Rename "wood grain" to "wood texture" in the data, starting at the line that has "Mark every instance of the shadow" and stopping after the line that has "x=504, y=84". Give back only those lines, with nothing else changed.
— START EXTRACTED ENTRIES —
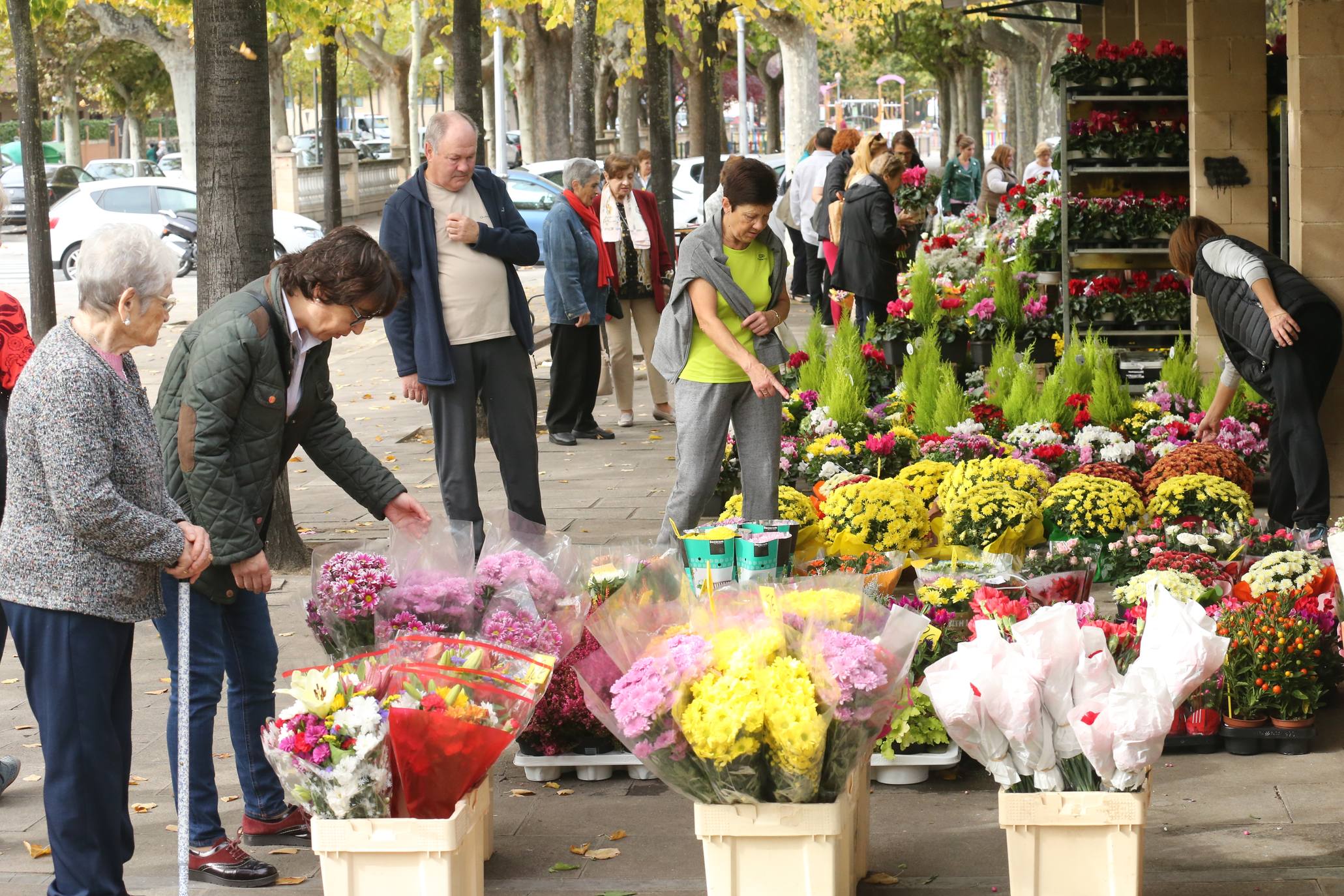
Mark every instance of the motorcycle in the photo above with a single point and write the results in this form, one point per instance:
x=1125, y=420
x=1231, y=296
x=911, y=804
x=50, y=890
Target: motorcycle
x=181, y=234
— END EXTRACTED ENTRIES —
— START EXTRACTED ENTRIES —
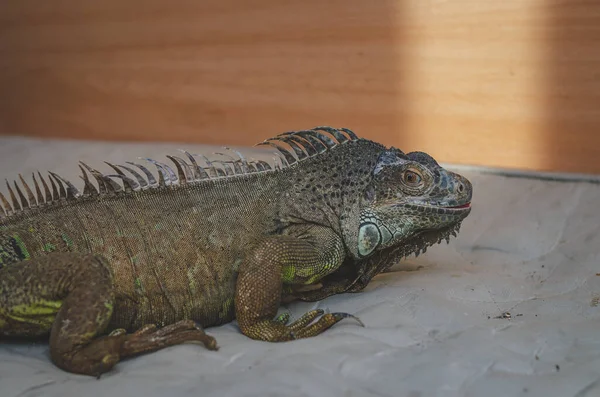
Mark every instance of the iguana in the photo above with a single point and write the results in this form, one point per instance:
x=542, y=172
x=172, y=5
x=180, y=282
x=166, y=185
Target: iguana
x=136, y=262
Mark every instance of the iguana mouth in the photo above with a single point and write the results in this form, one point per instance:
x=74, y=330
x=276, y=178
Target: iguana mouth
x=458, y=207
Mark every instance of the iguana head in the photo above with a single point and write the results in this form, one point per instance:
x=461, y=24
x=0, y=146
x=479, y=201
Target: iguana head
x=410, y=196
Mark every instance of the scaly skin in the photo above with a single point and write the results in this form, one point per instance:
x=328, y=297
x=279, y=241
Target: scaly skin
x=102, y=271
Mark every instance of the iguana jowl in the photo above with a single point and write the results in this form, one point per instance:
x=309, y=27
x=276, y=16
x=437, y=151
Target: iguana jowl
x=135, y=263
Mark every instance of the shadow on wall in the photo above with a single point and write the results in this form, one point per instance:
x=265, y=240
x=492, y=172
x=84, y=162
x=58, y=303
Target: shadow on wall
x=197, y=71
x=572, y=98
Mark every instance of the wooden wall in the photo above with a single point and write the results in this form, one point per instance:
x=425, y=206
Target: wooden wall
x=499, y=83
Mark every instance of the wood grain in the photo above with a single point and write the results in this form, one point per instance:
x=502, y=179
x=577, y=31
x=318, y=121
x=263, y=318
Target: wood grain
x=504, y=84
— END EXTRACTED ENTRIES —
■ OUTPUT ■
Mark every instance of the shadow on wall in the photo above with a single point and write the results in this form, one point per instance:
x=265, y=240
x=492, y=172
x=84, y=162
x=58, y=303
Target: shadow on wall
x=197, y=71
x=572, y=98
Mark every instance of the wooden wall in the photo above with a single point and write the results in this form, one point per instance:
x=425, y=206
Target: wooden wall
x=499, y=83
Mark every instance of the wood texture in the photo above with a single point and write the results in this form, one point per instance:
x=502, y=179
x=577, y=31
x=318, y=121
x=263, y=318
Target: wood texture
x=504, y=84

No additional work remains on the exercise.